◆ WHAT IS NEEDED ◆
All lines from the one containing "of the person" through the last line of the listing should be given again exactly, with no pictures.

◆ DATASET ◆

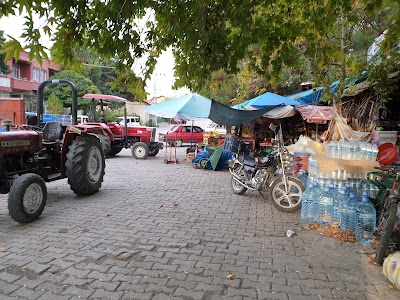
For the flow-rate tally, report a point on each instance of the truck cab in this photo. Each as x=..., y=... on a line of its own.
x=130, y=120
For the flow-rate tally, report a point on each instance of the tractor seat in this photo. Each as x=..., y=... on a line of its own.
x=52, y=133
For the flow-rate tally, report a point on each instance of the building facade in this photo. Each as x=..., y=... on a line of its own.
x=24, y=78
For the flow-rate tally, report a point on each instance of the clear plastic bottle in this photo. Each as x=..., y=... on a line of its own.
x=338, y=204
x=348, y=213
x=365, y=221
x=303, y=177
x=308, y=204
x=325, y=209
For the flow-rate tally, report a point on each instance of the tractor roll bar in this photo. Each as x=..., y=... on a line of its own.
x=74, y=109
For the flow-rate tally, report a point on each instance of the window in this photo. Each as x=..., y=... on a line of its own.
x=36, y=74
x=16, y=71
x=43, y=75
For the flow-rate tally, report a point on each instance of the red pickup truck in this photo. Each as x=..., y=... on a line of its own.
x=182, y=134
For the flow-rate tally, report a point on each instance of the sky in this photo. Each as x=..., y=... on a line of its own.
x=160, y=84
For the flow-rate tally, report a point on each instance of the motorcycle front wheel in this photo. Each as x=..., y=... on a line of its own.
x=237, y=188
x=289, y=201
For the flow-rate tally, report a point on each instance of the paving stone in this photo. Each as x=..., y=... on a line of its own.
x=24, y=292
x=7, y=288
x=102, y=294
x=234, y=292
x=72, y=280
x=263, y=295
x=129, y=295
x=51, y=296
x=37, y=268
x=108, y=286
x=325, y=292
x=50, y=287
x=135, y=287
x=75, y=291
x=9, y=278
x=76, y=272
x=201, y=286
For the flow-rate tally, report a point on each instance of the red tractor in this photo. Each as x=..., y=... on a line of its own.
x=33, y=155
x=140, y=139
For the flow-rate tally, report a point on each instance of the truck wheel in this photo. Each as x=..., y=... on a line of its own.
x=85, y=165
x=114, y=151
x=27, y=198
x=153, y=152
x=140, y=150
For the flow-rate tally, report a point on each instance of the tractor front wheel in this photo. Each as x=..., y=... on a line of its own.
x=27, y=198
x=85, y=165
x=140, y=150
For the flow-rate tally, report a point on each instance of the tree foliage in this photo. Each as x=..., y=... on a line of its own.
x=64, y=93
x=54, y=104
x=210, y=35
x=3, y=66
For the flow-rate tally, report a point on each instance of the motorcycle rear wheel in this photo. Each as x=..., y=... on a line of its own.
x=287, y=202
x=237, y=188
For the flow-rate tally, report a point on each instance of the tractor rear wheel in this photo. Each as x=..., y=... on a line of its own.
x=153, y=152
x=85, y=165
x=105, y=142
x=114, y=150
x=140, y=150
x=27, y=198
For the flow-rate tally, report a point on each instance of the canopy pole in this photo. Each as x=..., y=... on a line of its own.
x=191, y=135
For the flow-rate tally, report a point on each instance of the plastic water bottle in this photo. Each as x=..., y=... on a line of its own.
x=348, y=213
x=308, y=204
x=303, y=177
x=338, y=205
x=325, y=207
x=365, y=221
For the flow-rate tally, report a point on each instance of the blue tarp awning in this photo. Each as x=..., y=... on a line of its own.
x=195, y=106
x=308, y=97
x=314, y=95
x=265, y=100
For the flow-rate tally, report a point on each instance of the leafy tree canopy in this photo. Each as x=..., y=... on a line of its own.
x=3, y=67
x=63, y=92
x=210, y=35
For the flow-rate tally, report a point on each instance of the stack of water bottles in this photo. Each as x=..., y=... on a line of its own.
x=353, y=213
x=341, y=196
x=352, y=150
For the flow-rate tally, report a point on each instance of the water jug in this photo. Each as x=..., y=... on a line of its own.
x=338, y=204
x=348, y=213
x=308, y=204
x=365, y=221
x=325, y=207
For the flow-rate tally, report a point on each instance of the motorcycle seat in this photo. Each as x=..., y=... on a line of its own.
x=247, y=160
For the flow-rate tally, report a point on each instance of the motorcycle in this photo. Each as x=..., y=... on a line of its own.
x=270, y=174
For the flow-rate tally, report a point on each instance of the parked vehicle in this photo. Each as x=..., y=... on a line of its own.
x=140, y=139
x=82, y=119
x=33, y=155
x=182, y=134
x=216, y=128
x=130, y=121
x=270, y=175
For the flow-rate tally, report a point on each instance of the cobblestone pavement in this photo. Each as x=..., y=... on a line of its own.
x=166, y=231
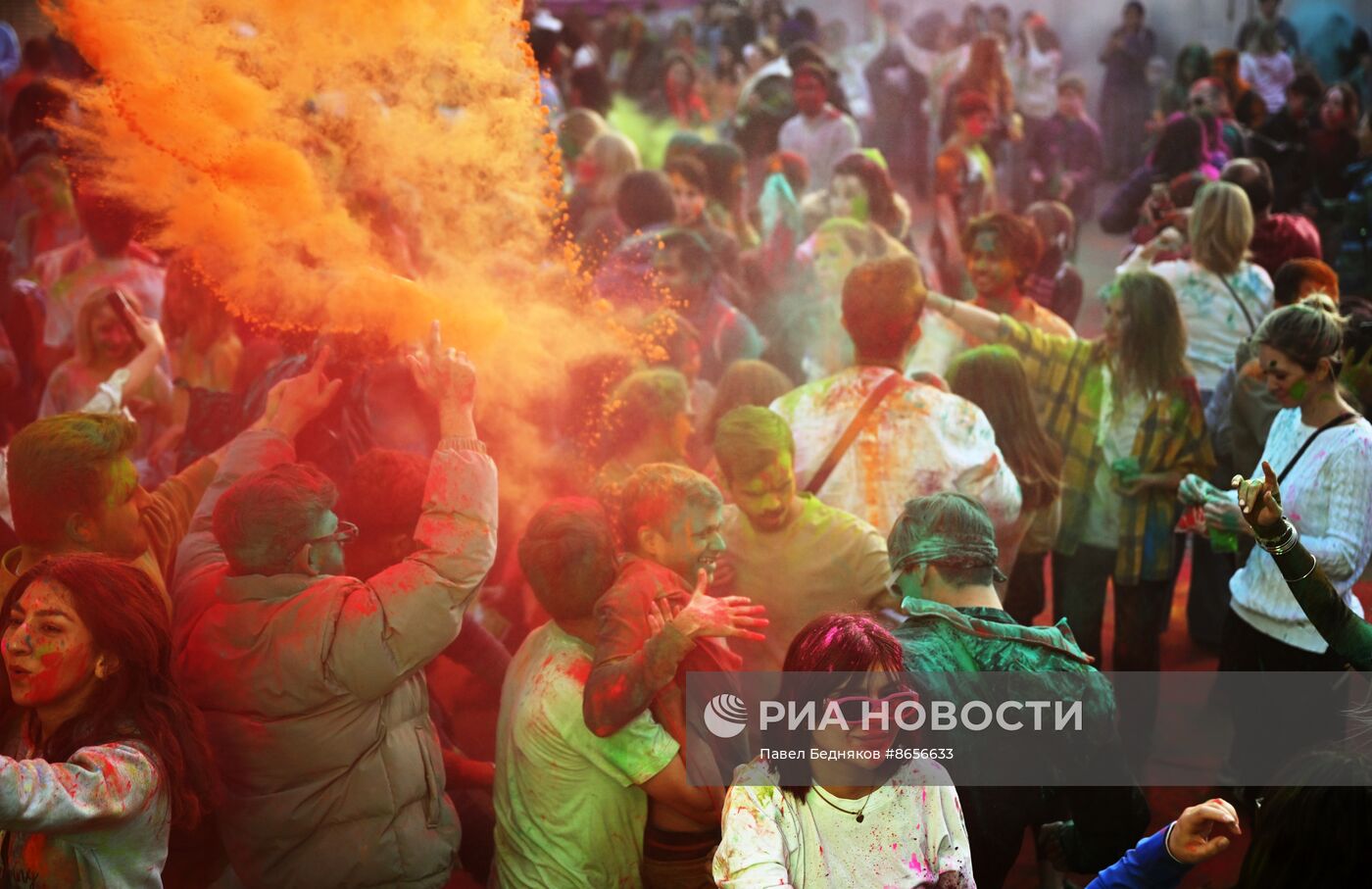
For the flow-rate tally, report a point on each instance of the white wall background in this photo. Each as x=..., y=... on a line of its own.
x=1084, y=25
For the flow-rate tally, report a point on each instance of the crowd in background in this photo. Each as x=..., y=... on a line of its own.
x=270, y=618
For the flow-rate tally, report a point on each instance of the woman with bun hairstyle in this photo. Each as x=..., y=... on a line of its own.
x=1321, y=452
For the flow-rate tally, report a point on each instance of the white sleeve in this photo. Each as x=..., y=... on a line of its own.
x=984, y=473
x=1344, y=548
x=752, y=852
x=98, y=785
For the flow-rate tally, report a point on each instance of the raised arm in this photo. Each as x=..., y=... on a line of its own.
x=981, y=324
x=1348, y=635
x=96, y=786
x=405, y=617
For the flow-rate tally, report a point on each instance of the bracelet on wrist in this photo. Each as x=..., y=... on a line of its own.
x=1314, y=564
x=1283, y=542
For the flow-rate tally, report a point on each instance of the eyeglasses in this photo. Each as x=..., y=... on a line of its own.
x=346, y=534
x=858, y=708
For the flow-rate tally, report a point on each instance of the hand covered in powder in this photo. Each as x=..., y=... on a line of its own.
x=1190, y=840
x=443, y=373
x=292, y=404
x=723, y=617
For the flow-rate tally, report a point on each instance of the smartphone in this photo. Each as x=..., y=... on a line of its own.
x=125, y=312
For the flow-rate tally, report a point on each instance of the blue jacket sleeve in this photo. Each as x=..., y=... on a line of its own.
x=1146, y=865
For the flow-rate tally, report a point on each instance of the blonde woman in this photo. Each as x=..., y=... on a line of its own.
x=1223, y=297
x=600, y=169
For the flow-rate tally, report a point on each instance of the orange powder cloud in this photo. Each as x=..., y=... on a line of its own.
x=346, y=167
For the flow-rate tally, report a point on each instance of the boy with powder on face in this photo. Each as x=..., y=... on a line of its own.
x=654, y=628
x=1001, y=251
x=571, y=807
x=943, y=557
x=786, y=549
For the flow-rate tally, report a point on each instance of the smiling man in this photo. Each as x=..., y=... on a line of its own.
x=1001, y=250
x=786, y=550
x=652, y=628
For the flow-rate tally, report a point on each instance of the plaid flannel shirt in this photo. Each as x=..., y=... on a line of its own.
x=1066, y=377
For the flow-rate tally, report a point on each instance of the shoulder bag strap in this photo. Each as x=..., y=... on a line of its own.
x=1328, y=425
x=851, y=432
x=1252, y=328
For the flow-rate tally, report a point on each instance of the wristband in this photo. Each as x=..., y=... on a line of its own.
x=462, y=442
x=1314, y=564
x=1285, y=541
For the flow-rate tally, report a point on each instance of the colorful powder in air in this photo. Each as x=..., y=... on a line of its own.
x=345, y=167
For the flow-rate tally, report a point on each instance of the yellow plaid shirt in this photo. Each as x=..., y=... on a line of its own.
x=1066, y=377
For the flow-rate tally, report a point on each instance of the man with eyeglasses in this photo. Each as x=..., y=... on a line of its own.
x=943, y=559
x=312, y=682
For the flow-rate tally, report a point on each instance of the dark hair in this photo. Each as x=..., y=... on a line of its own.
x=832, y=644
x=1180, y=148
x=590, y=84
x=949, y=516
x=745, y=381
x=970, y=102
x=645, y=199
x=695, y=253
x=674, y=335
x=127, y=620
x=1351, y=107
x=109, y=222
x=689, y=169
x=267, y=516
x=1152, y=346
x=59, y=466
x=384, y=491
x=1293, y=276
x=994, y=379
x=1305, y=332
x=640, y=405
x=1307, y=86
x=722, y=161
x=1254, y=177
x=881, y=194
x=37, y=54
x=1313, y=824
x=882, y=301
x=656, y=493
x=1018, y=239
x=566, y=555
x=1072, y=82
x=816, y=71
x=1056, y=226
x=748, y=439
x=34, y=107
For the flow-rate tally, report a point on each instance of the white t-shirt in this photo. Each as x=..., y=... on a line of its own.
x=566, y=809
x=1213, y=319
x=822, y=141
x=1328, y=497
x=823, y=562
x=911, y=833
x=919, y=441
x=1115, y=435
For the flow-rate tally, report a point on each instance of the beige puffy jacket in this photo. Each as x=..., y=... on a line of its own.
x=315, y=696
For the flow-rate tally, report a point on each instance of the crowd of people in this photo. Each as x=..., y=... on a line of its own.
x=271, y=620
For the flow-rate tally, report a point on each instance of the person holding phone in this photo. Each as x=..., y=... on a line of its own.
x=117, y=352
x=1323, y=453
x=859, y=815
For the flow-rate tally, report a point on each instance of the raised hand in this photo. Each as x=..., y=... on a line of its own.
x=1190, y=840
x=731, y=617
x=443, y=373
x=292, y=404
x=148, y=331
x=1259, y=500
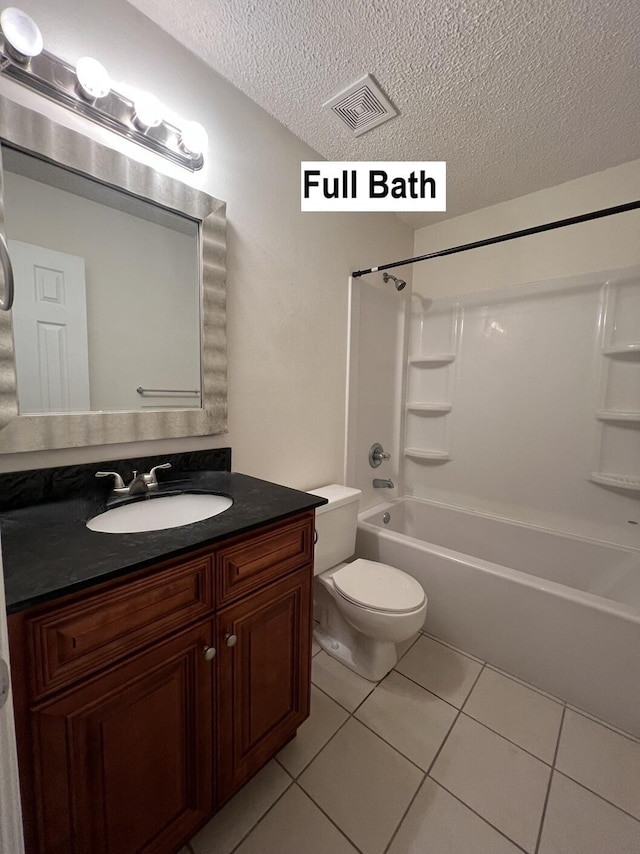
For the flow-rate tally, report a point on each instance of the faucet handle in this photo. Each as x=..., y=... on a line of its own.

◆ RESPONSE BOX ◆
For the flow-rate tally, report a point on each instance of the person holding phone in this photo. Each as x=..., y=... on a line of its own.
x=117, y=352
x=1323, y=453
x=859, y=815
For the flow-rate tally, report a point on each instance of the raised hand in this photo. Each as x=..., y=... on a line of its own.
x=1190, y=840
x=731, y=617
x=443, y=373
x=292, y=404
x=148, y=331
x=1259, y=500
For the flow-rate tally, report a point on each instance of the faucet handle in this photo. Each as x=..., y=... on a line of its own.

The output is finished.